### [Task prompt]
Read through the records. Copy each line that has the word "chimney".

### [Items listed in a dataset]
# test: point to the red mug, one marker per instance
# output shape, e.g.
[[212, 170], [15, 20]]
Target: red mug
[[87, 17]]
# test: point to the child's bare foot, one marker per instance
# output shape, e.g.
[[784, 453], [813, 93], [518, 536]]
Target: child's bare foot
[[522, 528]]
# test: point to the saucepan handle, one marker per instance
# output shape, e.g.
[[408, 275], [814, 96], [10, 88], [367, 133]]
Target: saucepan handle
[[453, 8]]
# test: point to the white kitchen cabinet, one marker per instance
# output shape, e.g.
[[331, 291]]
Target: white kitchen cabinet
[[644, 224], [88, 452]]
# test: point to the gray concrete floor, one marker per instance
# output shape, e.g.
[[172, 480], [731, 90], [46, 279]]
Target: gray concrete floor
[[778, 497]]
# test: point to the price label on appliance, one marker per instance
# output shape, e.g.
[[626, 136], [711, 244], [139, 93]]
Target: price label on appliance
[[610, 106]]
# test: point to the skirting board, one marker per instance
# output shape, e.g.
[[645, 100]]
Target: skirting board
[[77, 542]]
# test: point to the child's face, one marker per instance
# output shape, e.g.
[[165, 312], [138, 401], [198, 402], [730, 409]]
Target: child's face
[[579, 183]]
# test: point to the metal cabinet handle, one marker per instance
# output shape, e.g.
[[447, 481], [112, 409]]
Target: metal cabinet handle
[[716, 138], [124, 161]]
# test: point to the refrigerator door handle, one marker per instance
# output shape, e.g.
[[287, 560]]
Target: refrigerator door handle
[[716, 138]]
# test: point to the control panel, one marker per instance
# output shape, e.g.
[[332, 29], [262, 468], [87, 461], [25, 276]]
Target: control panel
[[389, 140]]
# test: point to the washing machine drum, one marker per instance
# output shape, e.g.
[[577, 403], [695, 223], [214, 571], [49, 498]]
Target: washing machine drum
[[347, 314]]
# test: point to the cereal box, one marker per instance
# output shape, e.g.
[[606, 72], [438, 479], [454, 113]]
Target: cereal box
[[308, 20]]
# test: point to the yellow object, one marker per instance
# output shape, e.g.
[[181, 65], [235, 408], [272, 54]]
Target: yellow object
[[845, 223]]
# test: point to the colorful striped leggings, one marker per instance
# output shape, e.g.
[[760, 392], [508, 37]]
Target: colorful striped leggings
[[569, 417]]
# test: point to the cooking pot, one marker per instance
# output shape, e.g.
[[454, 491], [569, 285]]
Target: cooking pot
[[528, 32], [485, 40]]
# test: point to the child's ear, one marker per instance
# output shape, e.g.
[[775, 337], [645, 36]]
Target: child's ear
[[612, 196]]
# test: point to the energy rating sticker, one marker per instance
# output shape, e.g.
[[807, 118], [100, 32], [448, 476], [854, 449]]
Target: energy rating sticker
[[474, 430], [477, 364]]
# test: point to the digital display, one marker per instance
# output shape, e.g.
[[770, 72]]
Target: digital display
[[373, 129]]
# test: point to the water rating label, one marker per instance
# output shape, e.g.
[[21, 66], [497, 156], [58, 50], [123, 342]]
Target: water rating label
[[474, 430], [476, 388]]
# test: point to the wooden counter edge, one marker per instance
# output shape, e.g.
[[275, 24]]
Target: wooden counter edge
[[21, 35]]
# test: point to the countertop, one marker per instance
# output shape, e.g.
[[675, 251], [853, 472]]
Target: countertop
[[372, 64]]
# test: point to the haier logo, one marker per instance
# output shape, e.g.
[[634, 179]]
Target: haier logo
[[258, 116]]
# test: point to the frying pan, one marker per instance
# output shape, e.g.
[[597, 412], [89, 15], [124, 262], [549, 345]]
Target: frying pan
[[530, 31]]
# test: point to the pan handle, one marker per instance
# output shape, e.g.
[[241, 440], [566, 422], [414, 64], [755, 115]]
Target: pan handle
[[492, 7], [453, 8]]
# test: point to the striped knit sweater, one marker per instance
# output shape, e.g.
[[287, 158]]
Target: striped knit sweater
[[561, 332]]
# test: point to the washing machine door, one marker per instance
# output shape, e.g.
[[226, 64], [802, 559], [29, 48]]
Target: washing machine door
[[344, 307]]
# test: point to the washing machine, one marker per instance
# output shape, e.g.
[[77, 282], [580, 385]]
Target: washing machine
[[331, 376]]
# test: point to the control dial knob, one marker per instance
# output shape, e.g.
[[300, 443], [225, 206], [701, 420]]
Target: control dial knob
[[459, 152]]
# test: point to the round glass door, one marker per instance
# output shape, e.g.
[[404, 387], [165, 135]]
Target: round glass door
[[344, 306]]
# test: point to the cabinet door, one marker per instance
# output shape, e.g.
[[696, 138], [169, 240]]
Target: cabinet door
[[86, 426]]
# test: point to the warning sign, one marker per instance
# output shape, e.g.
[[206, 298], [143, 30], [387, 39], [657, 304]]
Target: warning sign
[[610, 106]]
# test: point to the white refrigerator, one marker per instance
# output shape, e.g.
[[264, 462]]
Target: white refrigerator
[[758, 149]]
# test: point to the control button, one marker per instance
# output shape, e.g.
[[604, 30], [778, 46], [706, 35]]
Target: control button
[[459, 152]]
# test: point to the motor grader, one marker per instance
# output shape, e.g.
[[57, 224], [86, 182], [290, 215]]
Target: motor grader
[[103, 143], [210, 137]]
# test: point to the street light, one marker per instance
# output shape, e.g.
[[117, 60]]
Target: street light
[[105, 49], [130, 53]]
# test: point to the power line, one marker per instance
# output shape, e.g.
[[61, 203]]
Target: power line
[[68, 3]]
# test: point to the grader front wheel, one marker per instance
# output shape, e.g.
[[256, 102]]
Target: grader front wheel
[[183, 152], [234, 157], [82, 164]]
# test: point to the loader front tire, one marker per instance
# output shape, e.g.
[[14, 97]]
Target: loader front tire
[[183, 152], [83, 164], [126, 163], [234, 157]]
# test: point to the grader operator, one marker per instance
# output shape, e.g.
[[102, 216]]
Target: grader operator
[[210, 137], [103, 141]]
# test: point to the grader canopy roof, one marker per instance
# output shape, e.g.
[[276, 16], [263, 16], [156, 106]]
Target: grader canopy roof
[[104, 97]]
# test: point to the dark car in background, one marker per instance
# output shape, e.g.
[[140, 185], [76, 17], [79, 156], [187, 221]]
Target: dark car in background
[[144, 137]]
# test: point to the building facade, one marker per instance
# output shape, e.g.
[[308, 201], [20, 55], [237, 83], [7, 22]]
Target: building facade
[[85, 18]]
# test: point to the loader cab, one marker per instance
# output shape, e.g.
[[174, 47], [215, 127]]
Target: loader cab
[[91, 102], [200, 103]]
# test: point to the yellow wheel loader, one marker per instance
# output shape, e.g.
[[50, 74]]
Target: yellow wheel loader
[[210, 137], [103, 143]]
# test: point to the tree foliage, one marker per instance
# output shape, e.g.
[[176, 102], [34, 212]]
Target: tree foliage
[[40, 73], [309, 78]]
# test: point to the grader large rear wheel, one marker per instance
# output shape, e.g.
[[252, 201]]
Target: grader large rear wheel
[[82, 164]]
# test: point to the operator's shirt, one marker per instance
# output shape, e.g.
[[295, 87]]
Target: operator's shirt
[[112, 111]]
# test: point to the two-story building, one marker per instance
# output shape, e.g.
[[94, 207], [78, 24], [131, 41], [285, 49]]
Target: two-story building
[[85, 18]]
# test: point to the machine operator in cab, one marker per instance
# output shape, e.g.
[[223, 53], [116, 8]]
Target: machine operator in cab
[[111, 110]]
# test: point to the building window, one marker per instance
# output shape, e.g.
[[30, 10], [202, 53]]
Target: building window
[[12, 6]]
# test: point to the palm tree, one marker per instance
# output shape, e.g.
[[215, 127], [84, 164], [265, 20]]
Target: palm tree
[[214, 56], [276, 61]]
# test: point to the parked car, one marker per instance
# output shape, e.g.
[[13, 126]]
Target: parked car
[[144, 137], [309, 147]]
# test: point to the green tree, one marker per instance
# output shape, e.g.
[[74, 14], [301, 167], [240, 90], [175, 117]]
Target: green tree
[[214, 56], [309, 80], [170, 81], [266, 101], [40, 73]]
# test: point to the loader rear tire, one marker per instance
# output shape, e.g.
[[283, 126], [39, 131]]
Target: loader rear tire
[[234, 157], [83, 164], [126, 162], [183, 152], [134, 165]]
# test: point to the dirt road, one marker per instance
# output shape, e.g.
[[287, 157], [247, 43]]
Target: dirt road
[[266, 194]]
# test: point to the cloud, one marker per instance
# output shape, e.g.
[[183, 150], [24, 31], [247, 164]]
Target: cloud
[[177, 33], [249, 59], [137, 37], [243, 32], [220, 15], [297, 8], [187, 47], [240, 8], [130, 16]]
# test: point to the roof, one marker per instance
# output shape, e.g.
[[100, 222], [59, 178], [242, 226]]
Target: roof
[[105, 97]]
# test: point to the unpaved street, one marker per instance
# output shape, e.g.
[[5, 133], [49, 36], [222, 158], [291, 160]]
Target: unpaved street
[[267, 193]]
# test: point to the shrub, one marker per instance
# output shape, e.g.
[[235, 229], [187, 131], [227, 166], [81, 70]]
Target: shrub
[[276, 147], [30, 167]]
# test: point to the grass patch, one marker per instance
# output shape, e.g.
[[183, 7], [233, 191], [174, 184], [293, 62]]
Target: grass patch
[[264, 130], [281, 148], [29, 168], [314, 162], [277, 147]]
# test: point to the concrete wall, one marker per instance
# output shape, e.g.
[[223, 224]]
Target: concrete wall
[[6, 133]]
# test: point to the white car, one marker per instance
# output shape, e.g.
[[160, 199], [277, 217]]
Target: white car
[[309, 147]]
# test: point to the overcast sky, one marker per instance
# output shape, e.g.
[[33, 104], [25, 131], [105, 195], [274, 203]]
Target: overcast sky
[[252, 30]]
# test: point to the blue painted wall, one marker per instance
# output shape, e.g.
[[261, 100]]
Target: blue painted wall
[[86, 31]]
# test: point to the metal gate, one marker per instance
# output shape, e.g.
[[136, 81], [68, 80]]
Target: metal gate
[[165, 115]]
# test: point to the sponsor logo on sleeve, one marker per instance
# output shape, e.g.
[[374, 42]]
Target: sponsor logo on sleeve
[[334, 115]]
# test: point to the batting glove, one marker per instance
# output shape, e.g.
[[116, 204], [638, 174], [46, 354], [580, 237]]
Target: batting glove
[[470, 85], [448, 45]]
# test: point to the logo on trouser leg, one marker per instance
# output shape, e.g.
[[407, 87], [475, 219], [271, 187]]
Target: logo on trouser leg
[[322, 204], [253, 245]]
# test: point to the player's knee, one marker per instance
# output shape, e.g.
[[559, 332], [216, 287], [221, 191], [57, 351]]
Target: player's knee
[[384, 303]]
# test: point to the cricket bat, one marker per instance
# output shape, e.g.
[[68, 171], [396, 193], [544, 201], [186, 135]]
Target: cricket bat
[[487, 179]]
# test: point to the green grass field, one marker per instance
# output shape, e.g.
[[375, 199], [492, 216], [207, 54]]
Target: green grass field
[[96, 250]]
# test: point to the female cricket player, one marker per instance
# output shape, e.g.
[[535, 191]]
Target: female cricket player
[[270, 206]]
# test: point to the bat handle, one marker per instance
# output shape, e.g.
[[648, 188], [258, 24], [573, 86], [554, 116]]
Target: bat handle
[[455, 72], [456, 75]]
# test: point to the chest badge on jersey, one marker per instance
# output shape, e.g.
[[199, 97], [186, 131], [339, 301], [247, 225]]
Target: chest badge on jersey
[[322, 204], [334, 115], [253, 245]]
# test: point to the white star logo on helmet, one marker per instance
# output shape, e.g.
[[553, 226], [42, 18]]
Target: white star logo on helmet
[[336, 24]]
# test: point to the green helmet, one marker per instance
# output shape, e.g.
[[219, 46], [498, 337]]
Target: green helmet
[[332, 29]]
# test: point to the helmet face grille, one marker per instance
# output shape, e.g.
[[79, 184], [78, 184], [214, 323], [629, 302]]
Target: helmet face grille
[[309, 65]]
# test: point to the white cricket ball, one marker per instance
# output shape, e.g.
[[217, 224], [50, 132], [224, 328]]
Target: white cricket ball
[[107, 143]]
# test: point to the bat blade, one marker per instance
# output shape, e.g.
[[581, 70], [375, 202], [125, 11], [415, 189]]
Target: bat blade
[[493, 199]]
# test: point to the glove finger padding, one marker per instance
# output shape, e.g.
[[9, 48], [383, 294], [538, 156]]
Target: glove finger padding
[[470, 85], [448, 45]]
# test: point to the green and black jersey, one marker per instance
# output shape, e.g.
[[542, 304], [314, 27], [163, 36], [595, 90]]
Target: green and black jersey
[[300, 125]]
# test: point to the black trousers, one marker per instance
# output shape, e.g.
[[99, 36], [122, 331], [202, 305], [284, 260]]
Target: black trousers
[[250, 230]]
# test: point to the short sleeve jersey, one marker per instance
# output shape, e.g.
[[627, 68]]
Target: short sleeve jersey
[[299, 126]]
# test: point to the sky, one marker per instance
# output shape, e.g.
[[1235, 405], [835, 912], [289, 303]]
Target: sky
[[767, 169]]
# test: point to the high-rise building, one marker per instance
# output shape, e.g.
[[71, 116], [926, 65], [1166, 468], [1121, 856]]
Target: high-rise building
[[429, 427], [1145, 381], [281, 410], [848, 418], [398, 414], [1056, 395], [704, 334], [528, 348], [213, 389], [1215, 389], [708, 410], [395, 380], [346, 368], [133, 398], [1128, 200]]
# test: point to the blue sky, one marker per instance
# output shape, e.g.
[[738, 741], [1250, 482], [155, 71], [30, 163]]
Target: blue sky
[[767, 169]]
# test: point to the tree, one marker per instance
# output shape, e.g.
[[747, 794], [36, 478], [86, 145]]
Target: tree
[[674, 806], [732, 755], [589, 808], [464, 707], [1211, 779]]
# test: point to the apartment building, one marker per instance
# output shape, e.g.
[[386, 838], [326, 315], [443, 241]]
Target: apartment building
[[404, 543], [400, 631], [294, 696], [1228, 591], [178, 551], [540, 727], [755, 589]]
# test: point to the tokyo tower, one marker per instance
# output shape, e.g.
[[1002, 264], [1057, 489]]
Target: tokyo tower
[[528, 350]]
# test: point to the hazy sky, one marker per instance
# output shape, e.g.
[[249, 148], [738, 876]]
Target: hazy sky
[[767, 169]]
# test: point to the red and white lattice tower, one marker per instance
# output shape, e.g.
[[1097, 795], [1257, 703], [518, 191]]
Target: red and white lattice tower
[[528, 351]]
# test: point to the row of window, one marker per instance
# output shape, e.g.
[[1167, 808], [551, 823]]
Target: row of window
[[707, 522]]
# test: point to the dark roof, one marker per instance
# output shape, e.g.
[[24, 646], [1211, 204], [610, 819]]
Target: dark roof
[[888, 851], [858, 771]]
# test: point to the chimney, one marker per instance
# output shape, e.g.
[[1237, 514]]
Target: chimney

### [Answer box]
# test: point to the chimney, one marker per instance
Target: chimney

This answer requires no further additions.